Segment Start: Supplied material

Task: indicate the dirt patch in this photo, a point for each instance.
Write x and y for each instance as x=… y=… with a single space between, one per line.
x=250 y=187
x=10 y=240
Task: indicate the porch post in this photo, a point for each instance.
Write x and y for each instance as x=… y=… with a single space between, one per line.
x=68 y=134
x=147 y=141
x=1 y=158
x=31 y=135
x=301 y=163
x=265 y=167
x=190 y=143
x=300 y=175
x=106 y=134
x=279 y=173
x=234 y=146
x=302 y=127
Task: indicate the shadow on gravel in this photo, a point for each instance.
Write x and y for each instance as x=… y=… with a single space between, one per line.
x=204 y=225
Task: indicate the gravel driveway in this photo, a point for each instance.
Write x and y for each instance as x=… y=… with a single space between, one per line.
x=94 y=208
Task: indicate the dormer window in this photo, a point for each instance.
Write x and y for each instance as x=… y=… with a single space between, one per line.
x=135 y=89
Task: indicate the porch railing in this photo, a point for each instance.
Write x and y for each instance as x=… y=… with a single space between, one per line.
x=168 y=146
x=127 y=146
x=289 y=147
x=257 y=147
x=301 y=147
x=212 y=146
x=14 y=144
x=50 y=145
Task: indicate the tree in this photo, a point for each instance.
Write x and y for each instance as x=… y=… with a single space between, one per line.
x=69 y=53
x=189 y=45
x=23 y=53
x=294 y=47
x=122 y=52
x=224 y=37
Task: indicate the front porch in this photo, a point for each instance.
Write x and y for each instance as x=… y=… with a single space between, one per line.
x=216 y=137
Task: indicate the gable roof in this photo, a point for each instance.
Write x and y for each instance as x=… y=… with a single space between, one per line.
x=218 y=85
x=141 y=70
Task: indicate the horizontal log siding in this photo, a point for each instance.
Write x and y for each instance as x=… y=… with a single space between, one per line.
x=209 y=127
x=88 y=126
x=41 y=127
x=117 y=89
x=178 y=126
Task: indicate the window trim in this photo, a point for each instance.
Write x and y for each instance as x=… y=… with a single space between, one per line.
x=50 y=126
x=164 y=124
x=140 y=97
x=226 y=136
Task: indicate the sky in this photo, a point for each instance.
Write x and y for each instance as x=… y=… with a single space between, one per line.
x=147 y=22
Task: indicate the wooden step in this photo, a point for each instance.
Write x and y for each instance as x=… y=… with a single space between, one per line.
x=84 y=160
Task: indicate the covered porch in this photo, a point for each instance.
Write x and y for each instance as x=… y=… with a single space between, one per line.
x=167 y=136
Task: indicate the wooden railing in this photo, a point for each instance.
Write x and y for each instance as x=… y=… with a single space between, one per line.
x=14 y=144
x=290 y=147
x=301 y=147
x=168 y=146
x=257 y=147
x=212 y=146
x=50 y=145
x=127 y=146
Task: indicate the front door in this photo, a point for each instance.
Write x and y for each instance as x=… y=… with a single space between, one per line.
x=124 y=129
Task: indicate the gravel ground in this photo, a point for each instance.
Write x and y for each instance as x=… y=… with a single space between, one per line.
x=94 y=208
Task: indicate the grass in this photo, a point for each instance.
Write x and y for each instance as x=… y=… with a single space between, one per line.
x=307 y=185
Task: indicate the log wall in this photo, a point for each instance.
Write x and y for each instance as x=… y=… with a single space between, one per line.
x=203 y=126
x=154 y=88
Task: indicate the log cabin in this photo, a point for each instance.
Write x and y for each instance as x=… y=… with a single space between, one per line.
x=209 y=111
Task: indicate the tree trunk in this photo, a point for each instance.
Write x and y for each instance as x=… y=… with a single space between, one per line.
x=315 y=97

Segment End: Supplied material

■ Directions
Give only the number of lines in the entries that contain "railing".

■ Output
2